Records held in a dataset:
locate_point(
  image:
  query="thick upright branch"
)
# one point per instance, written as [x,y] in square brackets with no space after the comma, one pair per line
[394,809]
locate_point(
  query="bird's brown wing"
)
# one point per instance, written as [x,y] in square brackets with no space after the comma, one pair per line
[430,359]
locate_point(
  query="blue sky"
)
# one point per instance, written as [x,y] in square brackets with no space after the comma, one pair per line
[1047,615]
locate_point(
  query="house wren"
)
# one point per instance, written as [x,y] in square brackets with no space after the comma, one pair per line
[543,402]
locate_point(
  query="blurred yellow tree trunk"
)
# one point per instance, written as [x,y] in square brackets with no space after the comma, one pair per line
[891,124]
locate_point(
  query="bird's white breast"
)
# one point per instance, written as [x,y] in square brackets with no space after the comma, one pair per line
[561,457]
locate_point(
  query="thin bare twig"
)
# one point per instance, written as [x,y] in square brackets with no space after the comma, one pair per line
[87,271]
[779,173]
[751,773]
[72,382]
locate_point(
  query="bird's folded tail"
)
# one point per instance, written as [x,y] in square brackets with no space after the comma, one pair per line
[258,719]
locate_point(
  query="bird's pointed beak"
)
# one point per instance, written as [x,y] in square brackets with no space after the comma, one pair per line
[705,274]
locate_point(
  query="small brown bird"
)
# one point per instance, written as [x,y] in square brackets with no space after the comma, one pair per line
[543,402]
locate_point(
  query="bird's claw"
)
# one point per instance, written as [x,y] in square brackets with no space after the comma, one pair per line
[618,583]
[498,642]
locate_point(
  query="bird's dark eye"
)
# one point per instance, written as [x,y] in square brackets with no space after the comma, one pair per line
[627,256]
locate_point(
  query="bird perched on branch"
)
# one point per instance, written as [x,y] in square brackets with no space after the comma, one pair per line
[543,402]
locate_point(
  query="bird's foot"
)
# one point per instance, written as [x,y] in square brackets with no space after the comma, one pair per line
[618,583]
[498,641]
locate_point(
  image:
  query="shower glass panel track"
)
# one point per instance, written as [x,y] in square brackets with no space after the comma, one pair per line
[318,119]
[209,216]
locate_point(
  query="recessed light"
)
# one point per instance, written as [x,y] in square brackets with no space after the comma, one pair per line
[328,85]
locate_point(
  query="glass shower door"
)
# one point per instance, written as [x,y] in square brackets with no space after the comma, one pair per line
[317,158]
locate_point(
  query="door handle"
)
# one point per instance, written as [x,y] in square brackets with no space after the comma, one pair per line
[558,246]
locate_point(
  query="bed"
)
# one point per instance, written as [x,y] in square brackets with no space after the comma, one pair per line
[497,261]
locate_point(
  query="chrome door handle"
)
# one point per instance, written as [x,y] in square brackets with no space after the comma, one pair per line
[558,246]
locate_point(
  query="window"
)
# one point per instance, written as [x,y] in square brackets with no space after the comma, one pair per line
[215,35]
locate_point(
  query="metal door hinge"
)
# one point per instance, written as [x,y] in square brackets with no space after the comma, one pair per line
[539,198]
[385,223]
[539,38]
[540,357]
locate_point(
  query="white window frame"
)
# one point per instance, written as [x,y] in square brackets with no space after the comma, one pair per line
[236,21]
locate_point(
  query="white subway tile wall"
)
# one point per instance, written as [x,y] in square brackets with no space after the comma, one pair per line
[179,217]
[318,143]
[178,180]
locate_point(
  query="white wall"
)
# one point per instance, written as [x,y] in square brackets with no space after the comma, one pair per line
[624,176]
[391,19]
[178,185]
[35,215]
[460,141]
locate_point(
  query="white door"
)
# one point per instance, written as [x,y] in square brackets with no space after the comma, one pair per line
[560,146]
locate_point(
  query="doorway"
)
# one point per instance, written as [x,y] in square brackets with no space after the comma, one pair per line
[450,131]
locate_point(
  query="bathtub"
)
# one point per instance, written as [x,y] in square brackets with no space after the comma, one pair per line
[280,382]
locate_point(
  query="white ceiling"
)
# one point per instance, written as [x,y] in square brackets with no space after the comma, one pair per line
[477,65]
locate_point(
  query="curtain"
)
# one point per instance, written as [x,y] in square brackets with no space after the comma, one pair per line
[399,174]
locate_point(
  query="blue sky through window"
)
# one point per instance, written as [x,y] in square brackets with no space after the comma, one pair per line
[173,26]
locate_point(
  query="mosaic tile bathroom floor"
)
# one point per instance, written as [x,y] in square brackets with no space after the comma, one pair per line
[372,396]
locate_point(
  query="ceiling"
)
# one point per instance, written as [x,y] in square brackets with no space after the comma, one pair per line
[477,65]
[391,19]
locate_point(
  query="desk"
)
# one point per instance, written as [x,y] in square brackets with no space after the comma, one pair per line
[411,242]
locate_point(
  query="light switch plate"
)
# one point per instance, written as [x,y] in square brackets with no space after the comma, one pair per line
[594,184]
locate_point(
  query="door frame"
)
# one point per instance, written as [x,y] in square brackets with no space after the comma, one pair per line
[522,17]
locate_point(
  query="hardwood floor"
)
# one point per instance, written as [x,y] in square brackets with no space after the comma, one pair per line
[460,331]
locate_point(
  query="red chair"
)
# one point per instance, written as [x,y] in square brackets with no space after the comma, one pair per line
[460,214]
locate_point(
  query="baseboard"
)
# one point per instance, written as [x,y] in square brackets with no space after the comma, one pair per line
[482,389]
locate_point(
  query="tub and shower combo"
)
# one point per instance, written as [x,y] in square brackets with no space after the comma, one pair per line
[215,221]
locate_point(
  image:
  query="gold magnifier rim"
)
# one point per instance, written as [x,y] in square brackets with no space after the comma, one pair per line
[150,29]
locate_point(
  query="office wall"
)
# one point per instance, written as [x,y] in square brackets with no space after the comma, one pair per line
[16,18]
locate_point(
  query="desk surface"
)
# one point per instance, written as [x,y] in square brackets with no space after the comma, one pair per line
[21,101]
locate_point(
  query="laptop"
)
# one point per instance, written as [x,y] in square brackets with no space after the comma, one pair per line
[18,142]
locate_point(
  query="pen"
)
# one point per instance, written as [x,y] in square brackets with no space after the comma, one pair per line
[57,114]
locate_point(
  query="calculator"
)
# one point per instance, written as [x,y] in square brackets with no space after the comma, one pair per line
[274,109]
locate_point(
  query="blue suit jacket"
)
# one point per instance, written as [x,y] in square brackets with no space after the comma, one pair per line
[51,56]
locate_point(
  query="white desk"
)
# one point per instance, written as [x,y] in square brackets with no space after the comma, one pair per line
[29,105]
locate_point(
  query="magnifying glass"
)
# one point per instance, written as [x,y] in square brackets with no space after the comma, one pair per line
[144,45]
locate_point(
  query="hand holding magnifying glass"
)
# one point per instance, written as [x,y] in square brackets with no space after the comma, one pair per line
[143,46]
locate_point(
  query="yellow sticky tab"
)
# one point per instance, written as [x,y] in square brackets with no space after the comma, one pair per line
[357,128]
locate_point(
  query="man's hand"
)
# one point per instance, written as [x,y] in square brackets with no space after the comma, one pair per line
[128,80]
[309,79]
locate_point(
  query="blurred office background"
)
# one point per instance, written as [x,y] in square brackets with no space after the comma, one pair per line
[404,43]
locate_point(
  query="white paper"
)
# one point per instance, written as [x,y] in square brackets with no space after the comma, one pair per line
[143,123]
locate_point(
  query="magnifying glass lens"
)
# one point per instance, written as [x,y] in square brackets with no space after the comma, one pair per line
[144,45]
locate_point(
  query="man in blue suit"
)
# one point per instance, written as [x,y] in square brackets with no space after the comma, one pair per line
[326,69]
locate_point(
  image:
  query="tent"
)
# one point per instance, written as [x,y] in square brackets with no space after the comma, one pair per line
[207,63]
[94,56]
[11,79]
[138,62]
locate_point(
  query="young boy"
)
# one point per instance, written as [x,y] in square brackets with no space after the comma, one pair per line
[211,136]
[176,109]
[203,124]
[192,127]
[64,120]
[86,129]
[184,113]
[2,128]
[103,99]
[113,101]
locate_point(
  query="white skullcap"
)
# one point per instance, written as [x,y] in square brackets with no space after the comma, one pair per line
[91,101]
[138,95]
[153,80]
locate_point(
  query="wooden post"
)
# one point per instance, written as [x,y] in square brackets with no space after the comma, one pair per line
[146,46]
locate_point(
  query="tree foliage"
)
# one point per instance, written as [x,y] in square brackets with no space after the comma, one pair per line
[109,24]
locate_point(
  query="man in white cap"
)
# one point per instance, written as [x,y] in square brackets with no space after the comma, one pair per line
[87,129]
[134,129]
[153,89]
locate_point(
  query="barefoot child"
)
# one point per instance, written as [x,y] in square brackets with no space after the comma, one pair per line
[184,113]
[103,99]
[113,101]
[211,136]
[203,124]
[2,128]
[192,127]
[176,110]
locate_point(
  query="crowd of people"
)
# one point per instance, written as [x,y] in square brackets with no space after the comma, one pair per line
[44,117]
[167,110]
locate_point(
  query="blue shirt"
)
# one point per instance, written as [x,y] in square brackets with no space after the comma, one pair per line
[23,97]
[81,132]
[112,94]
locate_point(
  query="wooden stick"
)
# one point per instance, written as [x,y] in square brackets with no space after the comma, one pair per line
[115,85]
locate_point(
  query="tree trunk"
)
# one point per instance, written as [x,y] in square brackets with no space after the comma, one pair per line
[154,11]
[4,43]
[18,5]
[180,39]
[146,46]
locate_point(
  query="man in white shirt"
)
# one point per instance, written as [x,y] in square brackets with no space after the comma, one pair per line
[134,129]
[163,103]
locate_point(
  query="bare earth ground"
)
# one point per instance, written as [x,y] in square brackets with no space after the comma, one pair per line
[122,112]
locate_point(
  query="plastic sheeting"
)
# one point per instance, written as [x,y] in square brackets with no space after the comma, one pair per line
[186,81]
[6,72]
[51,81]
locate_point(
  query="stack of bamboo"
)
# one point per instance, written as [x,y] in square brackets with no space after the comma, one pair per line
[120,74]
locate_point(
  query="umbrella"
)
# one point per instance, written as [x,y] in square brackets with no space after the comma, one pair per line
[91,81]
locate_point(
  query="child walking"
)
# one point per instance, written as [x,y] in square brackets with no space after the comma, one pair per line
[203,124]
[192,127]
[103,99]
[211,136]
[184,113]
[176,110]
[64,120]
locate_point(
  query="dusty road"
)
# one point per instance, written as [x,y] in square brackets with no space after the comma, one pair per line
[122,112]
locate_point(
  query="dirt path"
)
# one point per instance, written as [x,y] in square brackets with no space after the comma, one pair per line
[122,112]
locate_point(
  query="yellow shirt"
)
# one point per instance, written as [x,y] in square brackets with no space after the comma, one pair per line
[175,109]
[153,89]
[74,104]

• [YOUR GOAL]: Which lines in the rows above contain the string "child"? Show each of them.

• [OUTPUT FOR THIS EXERCISE]:
  query="barefoot child"
  query="child walking"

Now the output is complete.